» PAGE
▶
Thérèse Coffey Portrait Dr Coffey
- Hansard - - - Excerpts

I will come to that point later, if my hon. Friend will allow me.

Repeated experiences, recently and stretching well back into the past century, show that small reform has more chance of being passed, and of being effective. I believe there is general consensus in this place and the other place that some reform is required, and I am pleased that a number of proposals that we are discussing were supported yesterday by the report of the Political and Constitutional Reform Committee, of which my hon. Friend the Member for Christchurch (Mr Chope), and indeed our newly elected Deputy Speaker, are members.

There are 785 active noble Lords in the other place—considerably more than 10 years ago. It is not the right time to go into the ideal size of membership of the other place; that is a topic for another Bill and another day. But going to the nub of this Bill, clause 1 suggests that there is scope for a mechanism for effectively leaving the other place. As has been said, for the past two years there has been an informal voluntary retirement scheme, which involves peers being given permanent leave of absence, but not many people have taken that up. It was suggested that the lack of incentive to retire is stopping people.
◀
» ENTRIES SHOWN
▶
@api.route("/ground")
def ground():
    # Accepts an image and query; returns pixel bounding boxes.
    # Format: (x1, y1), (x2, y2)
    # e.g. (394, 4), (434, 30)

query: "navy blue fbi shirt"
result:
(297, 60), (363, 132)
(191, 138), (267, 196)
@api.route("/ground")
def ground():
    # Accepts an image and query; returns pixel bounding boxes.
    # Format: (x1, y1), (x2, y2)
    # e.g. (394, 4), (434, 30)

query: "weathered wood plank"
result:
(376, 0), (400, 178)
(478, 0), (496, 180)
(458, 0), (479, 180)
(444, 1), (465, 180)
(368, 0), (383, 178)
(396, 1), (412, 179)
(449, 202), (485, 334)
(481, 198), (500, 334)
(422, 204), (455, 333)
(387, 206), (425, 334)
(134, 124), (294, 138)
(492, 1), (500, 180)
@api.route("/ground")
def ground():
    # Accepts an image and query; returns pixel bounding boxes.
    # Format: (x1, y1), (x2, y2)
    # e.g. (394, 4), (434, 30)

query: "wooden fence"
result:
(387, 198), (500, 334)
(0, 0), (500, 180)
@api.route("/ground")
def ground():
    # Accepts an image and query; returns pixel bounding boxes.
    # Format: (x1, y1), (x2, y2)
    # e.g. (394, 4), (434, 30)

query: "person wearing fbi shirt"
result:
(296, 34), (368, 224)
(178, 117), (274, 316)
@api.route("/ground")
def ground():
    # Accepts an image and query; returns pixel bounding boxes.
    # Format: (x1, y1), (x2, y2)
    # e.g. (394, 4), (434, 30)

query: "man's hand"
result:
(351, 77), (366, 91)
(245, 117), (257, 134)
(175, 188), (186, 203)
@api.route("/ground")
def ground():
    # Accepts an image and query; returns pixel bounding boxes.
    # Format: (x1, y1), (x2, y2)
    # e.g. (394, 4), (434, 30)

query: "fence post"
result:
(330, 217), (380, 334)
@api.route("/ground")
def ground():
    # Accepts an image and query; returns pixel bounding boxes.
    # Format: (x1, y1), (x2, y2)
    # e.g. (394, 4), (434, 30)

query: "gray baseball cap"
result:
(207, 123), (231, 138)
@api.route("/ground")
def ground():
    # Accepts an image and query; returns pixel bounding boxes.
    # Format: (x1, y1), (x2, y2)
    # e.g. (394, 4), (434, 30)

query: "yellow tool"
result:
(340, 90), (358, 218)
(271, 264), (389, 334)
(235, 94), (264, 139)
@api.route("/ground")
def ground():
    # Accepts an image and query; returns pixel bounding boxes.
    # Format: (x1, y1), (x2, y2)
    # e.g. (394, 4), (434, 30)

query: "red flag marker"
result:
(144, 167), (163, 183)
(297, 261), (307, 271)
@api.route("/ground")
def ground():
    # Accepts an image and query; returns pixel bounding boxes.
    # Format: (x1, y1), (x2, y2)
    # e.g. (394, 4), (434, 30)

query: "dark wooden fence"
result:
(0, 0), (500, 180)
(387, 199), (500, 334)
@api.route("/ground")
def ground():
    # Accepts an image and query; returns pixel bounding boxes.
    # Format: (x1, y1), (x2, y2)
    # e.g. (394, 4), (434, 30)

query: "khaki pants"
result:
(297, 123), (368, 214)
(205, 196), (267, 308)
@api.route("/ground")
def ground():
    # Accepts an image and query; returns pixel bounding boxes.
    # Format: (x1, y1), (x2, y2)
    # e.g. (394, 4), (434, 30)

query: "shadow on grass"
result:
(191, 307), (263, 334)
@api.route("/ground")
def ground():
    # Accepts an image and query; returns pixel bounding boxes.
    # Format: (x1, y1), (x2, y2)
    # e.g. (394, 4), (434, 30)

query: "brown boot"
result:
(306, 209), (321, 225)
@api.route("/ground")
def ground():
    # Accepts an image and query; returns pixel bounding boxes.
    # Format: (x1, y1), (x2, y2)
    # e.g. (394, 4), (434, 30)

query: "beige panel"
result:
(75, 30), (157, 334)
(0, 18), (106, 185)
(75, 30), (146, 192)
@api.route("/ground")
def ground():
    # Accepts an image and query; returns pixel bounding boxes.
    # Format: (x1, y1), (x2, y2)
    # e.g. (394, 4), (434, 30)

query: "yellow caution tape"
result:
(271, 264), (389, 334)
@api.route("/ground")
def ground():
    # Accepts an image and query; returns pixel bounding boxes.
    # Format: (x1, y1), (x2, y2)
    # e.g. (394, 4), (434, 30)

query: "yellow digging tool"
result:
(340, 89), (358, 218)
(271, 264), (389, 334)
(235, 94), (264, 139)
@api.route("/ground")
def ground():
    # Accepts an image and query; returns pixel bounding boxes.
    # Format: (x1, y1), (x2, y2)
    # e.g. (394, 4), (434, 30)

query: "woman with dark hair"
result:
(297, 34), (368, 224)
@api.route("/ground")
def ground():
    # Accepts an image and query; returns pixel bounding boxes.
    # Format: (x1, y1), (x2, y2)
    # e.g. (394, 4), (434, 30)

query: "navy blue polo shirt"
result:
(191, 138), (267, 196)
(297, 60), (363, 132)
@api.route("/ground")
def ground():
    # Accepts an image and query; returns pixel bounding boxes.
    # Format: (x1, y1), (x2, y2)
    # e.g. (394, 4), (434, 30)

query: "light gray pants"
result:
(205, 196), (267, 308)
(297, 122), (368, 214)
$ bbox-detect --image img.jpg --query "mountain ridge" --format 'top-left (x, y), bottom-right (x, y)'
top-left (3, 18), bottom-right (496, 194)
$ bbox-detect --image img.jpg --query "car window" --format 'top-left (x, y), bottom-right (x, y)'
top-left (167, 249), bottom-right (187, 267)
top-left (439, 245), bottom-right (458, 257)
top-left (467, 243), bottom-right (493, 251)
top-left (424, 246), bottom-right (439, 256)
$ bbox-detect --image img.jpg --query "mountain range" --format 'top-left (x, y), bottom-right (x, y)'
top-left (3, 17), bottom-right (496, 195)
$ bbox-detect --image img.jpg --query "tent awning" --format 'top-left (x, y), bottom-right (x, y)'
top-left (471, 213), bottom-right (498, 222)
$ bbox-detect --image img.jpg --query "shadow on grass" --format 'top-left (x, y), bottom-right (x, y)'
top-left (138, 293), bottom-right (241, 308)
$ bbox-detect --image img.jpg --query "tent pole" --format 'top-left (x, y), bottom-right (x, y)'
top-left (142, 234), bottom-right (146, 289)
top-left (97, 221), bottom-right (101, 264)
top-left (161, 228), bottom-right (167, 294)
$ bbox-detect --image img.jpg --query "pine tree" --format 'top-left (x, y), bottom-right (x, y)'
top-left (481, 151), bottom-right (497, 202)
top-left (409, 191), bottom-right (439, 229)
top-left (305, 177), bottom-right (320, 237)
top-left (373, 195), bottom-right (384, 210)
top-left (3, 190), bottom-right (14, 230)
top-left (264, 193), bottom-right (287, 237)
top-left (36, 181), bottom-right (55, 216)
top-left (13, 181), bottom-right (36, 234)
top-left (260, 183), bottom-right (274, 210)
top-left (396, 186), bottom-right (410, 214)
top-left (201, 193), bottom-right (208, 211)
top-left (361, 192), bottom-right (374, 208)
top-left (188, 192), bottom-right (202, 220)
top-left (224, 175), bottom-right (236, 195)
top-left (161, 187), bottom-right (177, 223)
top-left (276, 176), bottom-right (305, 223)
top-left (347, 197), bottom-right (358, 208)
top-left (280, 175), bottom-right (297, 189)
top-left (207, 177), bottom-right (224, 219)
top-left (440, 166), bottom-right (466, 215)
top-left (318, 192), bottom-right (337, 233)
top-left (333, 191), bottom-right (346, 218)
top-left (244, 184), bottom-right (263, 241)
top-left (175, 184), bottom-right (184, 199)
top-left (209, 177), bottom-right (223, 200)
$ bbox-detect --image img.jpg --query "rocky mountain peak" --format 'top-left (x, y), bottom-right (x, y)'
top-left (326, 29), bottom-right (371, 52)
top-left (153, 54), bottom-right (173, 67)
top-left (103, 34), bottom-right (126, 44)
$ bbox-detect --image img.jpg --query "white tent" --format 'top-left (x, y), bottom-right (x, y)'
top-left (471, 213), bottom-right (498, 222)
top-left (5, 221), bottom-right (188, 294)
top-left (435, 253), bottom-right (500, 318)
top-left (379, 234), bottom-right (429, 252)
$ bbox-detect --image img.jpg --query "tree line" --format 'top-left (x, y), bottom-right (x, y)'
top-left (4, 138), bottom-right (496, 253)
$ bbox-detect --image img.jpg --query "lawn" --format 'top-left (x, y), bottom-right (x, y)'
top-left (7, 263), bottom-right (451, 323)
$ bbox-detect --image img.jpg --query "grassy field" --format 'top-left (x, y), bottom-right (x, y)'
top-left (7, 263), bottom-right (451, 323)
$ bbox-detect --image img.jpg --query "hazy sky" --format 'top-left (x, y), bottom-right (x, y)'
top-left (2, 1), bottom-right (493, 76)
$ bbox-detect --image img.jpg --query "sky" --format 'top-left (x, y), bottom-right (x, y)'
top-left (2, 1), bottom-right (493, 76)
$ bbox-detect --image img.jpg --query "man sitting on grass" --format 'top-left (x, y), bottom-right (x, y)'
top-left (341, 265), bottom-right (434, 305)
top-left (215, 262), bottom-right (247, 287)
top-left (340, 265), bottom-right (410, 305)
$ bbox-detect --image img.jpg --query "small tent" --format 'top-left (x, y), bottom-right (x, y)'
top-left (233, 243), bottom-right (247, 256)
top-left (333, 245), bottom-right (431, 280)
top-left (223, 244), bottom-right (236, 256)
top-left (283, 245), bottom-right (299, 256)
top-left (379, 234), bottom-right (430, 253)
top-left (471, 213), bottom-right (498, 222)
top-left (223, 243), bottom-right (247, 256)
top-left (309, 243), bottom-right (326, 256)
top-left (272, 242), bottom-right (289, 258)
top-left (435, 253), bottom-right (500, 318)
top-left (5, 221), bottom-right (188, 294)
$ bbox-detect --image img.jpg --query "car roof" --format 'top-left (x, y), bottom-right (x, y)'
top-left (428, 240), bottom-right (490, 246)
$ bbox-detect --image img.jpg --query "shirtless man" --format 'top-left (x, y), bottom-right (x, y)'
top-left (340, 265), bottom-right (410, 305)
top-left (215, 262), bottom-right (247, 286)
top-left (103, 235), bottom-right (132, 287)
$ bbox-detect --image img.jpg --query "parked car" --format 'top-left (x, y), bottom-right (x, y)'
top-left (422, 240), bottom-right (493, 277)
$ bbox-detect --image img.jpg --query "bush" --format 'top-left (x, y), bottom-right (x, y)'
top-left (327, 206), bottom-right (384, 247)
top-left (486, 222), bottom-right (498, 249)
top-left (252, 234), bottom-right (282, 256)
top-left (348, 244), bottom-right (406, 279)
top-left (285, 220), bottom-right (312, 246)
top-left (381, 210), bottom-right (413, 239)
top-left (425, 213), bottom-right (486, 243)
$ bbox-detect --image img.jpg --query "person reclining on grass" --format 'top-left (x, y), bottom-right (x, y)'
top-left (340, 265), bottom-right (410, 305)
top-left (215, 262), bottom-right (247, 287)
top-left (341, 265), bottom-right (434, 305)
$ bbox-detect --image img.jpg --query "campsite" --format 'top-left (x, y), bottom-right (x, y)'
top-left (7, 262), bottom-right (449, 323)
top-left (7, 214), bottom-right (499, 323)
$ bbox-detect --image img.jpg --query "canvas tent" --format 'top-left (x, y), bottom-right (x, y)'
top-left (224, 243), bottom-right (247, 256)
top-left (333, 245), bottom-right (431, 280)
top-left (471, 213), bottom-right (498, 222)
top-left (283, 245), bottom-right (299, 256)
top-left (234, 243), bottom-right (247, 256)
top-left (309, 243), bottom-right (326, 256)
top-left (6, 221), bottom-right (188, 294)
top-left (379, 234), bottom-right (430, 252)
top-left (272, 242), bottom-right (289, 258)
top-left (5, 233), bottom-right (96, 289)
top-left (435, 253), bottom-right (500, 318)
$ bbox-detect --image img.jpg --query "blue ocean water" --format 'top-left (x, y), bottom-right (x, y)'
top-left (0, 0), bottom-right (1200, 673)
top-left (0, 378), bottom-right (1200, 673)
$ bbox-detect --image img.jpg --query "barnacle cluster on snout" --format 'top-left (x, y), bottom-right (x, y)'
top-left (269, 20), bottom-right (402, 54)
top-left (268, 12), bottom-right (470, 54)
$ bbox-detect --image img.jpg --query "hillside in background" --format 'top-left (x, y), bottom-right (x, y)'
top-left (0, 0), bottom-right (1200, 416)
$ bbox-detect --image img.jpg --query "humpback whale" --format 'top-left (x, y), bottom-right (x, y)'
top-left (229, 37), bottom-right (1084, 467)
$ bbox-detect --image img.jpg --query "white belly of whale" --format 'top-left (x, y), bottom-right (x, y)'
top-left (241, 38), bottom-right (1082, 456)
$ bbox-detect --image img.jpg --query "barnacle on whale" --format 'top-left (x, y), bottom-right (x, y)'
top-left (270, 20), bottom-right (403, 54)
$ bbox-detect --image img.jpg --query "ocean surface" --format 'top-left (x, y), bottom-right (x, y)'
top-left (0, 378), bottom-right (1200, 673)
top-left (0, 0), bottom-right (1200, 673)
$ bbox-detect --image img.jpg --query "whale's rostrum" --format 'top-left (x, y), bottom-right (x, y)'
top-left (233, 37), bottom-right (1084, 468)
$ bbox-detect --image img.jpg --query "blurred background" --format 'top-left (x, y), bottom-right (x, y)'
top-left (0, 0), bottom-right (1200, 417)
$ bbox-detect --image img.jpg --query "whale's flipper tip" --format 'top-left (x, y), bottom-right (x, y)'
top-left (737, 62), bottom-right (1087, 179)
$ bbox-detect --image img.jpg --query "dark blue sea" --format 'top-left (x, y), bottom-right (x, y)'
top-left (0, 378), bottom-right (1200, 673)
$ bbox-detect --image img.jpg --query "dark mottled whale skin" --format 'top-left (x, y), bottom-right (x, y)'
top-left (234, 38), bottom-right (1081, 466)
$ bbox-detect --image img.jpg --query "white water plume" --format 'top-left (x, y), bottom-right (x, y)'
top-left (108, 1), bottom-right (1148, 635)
◀
» REQUIREMENT 1
In the Hansard excerpt, why does the speaker favor small reform?
» REQUIREMENT 2
Repeat the Hansard excerpt from "Repeated experiences, recently" up to and including "Speaker, are members.".

» CORRECT OUTPUT 1
Repeated experiences, both recent and going back well into the past century, show that small reform has a better chance of being passed and of being effective.

» CORRECT OUTPUT 2
Repeated experiences, recently and stretching well back into the past century, show that small reform has more chance of being passed, and of being effective. I believe there is general consensus in this place and the other place that some reform is required, and I am pleased that a number of proposals that we are discussing were supported yesterday by the report of the Political and Constitutional Reform Committee, of which my hon. Friend the Member for Christchurch (Mr Chope), and indeed our newly elected Deputy Speaker, are members.